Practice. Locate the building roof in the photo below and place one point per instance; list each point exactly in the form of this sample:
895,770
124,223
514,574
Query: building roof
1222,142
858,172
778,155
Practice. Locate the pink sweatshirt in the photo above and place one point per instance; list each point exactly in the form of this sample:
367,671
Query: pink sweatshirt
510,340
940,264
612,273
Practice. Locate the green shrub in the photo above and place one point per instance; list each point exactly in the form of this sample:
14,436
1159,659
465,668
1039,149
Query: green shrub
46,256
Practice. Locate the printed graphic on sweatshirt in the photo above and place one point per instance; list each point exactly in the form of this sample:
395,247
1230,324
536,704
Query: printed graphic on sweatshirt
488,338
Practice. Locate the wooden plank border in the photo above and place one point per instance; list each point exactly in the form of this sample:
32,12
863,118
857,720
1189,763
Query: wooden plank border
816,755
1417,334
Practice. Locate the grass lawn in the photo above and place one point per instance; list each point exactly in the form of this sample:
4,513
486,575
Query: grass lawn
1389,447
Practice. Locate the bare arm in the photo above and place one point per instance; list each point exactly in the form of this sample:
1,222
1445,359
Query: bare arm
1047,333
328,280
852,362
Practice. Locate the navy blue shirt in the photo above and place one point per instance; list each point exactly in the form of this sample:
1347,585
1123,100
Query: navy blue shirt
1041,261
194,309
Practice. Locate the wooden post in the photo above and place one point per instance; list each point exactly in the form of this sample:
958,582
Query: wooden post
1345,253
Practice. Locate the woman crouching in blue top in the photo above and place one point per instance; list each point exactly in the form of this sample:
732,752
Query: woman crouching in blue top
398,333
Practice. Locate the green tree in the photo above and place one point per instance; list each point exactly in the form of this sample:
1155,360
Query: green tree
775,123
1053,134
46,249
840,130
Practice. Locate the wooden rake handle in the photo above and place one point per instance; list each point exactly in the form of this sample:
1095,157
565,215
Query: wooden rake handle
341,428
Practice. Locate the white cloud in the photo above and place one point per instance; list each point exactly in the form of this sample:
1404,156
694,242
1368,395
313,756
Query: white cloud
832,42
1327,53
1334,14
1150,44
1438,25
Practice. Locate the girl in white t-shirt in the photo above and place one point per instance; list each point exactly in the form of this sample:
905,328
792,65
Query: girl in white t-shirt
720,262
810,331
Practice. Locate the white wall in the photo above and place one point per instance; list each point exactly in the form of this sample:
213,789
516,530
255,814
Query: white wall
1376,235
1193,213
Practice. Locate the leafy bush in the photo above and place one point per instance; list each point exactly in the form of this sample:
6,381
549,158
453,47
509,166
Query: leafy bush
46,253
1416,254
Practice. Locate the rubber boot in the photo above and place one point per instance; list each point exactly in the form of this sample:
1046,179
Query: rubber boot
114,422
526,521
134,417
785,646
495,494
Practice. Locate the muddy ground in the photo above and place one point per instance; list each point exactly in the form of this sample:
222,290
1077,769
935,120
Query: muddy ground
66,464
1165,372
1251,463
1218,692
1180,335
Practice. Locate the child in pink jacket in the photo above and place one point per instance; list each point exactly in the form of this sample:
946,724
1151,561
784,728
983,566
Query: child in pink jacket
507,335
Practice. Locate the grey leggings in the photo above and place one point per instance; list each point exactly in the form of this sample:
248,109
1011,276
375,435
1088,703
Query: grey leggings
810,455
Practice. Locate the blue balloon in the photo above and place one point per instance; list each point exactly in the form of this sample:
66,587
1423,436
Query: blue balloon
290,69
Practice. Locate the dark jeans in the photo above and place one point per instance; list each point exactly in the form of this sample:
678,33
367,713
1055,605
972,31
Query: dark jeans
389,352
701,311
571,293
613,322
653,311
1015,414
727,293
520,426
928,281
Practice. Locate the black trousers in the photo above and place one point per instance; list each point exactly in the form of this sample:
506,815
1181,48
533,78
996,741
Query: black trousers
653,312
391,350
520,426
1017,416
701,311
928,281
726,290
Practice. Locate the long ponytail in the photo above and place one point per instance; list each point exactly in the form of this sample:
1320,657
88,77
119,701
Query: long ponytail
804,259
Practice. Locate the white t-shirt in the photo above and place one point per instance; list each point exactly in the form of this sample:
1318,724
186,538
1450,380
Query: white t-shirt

• Exercise: Reproduce the entries above in full by retyping them exactly.

• Result for this exercise:
Practice. Locate the building roof in the photo below and place one point per instance; list each point exactly in the form of this sample:
895,770
124,223
514,574
Query: building roof
1222,142
858,172
778,155
Practice. Locate the pink sweatshirt in the photo above and place one point per instance; list each point exactly in the form of this sample:
367,671
Query: pink sweatshirt
510,340
940,264
612,273
Practice. Locate the green shrub in the photo above and place one point per instance; list each point exactly in the form of this sample:
14,436
1159,659
465,668
1039,149
Query: green shrub
46,256
Practice. Locate the printed graphic on sweatshirt in the photo above and place one point per instance; list each point exactly in the form of this sample:
395,247
1230,324
536,704
Query: printed graphic on sweatshirt
488,338
Practice. Locate the wooden plank border in the photo above and place one point per instance; list each point exactly in the form of this sample:
32,12
863,118
857,720
1189,763
Query: wooden plank border
816,755
1417,334
Practice. Locate the grass lawn in the photo above and place one point per instance; list each point exactly in the form of this sample:
4,513
486,575
Query: grass lawn
1389,447
Practice. Locate the bare arm in the photo above and place one point per instance; list each point exactly in the form of this sample:
1,222
1445,359
Query: bare arm
1047,333
328,280
852,362
Practice. Locate the navy blue shirt in the photo above and place one point per instance; list each point exactly in the form of this sample:
1347,585
1123,100
Query: navy blue shirt
1041,261
194,309
Practice. Locate the wooden post in the photo above and place one point per instance; list each point exactly in the form of this sample:
958,582
Query: wooden post
1345,253
Practice. Locate the woman crouching in blue top in the photo above and place one point per instance; list each point exactly in the form of this sample:
732,752
Query: woman crouching in blue top
398,333
Practice. Locate the green tree in the photo above and place one point per instance; list each point exactly in the form of this sample:
1155,360
Query: green tree
775,123
1053,134
46,249
840,130
Practice. Locate the wooden rake handle in the photo above and place one point per instance; list each point exactly in the form of this sample:
1095,157
565,215
Query: wooden rake handle
341,428
Practice. Locate the white cloud in the photo above and place one point per instance; list each point exactly in the form of this sample:
1404,156
694,242
1368,395
313,756
Query: white cloud
832,42
1327,53
1334,14
1150,44
1438,25
Practice. Locate the girl in white t-shirt in the photo above and place one point per instance; list each point exactly in the form of this sample:
905,328
792,65
Query: girl in white t-shirt
720,262
810,331
Practice. Locate the white wall in the photo above and place one point per instance; list each point exactly in the form of this sample:
213,789
516,530
255,814
Query: white wall
1376,235
1193,213
Practice. Locate the leafy bush in the photo above and place one point per instance; list each point exactly in the form of this sample:
6,381
549,158
453,47
509,166
Query: leafy bush
46,253
1416,254
Practice. Locate the rubber boot in the photo above and place one point per instance; list each point exactly in the form of this sample:
1046,179
Query: rubber boot
114,422
526,521
134,417
785,646
495,494
Practice. Locate the muddy ground in the photo above and place one point per instance; list each point exactly in the form of this sample:
222,290
1077,769
935,120
Query: muddy ground
66,464
1165,372
1251,463
1218,692
1180,335
Practice. Locate the child in pink jacket in the photo above and place one point per instance; list each point exactly in the form of this sample:
946,724
1151,561
784,728
983,566
Query: child in pink jacket
507,335
Practice. Locate the grey leggings in the photo above and place one point per instance; list each point exactly in the form of this sample:
248,109
1011,276
375,435
1088,703
Query: grey leggings
810,455
Practice. Locate the blue balloon in the photo above and place one point per instance; list each point exactly in the form of this sample:
66,587
1423,436
Query: blue balloon
290,69
Practice. Locate the dark jeans in the photo above and place one point per instance; list each point exactly in the form of this sample:
678,33
367,713
1055,605
972,31
Query: dark jeans
389,352
701,311
571,293
613,322
653,311
1015,414
727,293
520,426
928,281
Practice. Locate the black trousers in the photo above and place one point per instance; list each point exactly in the form of this sample:
506,815
1181,48
533,78
996,741
Query: black trousers
653,312
391,350
520,426
1017,416
701,311
928,281
726,290
Practice. Locate the long ponytail in the photo above and place one point per instance; list each point exactly in the form of this sample:
1320,657
88,77
119,701
Query: long ponytail
804,259
Practice. Locate the white t-shirt in the photo above and place one point per instance; list each point exactly in the form of this sample:
1318,724
186,538
1450,380
Query: white t-shirt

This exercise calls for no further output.